Se nos fue el Papa de la gente. El que caminaba despacito entre multitudes con una sonrisa honesta, el que prefería los zapatos gastados al lujo pontificio, el que nunca se creyó más que nadie aunque cargara una sotana blanca y todo el peso de la Iglesia sobre los hombros. Jorge Mario Bergoglio, nuestro “Pancho”, falleció este lunes 21 de abril a sus 88 años y el mundo entero lo sintió como un balde de agua fría en el alma.
Murió en la Domus Santa Marta, ese rinconcito del Vaticano que hizo suyo, lejos de palacios, entre libros, silencio y oración. Fue un derrame cerebral el que apagó su voz, esa que tantas veces nos sacudió con frases sencillas pero demoledoras. “¿Quién soy yo para juzgar?”, decía, y con eso rompía esquemas y abría puertas que llevaban siglos cerradas.
Y sí, las campanas sonaron como si lloraran. Desde Buenos Aires hasta Roma, desde las favelas hasta las grandes catedrales. El mundo entero se quedó en pausa por un rato, como cuando se te aprieta el pecho y no sabés bien qué hacer con tanto sentimiento. Porque con Francisco no se fue sólo un papa, se fue un símbolo de humildad, de lucha por los que menos tienen, de una Iglesia más humana y menos de mármol.
Pancho no era perfecto, y él lo sabía. Cometió errores, como todos. Le costó reaccionar ante los escándalos de abuso en la Iglesia, y más de una vez se vio sobrepasado por los propios demonios internos del Vaticano. Pero también fue el primero en pedir perdón, en mirar a los ojos a las víctimas y en sentarse a escuchar sus historias con el alma en la mano. Eso no se ve todos los días en alguien con tanto poder.
En sus 12 años como papa, no se cansó de desafiar al sistema. Sacudió a los conservadores, incomodó a los poderosos, habló de pobreza, de migración, del cambio climático y de la necesidad urgente de que la Iglesia dejara de vivir en su burbuja dorada. Pancho fue un pastor con olor a oveja, como él mismo decía. Se bajó del trono y se metió en el barro.
Fue el papa que viajó a los rincones olvidados, que visitó cárceles, hospitales, campos de refugiados. El que besó cicatrices, abrazó a los que nadie abrazaba y le hablaba al mundo sin rodeos, sin latín rebuscado ni dogmas indescifrables. Y en cada gesto, en cada palabra, dejaba claro que su iglesia era para “todos, todos, todos”.
Hoy, miles de fieles se reúnen en la Plaza de San Pedro, entre lágrimas y rosarios, entre celulares levantados y silencio profundo. Lo despiden con flores, con velas, con pancartas que dicen “Gracias, Francisco”. Lo velarán primero en la capilla de Santa Marta y luego en la Basílica de San Pedro, donde el pueblo podrá decirle adiós.
* * * * * * * * *
**Consigna**.
Transcribe, sin cambiar nada, el texto sobre la muerte del papa Francisco entre "Se nos fue el" y "llevaban siglos cerradas.", ambos incluidos.

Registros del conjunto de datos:
* * * * * * * * *
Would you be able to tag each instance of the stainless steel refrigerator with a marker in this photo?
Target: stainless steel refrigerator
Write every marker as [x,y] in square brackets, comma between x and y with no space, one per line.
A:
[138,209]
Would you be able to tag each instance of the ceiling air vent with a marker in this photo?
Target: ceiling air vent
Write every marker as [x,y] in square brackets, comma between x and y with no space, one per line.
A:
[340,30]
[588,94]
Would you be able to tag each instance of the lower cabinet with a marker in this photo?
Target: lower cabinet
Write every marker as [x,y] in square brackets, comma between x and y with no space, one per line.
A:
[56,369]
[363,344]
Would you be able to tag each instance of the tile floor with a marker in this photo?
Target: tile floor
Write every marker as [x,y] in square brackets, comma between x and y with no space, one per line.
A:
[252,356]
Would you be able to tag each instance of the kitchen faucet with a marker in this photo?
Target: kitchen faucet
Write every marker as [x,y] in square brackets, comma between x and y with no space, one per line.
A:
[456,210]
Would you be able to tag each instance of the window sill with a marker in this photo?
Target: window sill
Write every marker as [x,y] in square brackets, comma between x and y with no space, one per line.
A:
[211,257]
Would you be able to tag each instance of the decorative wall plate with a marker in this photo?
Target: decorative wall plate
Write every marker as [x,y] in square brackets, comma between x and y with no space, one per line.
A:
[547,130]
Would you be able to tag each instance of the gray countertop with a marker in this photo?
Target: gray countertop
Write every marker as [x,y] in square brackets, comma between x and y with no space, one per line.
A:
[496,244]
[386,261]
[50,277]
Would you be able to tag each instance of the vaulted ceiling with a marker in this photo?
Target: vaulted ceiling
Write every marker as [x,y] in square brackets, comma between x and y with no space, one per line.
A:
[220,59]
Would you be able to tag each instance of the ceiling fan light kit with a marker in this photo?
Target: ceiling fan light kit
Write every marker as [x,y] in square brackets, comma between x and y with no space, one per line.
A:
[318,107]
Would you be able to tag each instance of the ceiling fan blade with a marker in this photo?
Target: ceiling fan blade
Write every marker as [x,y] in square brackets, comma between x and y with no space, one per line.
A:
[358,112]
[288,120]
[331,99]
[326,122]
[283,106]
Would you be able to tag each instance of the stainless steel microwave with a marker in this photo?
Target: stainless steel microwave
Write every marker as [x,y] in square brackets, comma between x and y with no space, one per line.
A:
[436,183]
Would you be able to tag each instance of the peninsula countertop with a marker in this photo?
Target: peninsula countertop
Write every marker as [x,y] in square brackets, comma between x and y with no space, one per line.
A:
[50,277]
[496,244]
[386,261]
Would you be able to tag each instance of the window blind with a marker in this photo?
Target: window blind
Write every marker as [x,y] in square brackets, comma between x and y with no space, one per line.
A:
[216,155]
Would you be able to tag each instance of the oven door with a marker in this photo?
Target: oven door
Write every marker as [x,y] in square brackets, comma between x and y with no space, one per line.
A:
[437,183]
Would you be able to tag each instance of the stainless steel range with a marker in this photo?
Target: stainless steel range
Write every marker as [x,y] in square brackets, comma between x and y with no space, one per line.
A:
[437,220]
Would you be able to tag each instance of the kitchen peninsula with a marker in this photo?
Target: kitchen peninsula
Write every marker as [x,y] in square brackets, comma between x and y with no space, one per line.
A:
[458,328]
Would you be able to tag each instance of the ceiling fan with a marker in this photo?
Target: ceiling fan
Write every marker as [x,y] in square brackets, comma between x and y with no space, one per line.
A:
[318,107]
* * * * * * * * *
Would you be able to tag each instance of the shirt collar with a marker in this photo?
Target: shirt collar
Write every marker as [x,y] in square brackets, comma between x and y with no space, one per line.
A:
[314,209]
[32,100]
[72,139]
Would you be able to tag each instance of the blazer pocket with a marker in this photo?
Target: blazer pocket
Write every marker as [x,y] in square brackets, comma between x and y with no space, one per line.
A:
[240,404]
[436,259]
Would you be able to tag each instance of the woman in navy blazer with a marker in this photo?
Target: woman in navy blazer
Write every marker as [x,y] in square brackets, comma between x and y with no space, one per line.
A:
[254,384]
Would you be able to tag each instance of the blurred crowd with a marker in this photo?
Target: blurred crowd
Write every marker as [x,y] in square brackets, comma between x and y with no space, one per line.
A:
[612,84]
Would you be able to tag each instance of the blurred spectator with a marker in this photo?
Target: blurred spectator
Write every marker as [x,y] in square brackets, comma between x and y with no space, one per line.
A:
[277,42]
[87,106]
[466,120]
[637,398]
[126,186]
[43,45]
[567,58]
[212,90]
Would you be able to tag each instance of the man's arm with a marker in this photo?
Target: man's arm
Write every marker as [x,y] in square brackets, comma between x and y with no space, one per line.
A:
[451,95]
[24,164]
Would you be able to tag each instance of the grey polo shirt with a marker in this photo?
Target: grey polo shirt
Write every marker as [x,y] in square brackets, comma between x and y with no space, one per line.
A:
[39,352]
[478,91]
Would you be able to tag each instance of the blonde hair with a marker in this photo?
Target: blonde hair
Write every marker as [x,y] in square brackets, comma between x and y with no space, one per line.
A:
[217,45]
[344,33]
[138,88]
* * * * * * * * *
**Respuesta**.
Se nos fue el Papa de la gente. El que caminaba despacito entre multitudes con una sonrisa honesta, el que prefería los zapatos gastados al lujo pontificio, el que nunca se creyó más que nadie aunque cargara una sotana blanca y todo el peso de la Iglesia sobre los hombros. Jorge Mario Bergoglio, nuestro “Pancho”, falleció este lunes 21 de abril a sus 88 años y el mundo entero lo sintió como un balde de agua fría en el alma.
Murió en la Domus Santa Marta, ese rinconcito del Vaticano que hizo suyo, lejos de palacios, entre libros, silencio y oración. Fue un derrame cerebral el que apagó su voz, esa que tantas veces nos sacudió con frases sencillas pero demoledoras. “¿Quién soy yo para juzgar?”, decía, y con eso rompía esquemas y abría puertas que llevaban siglos cerradas.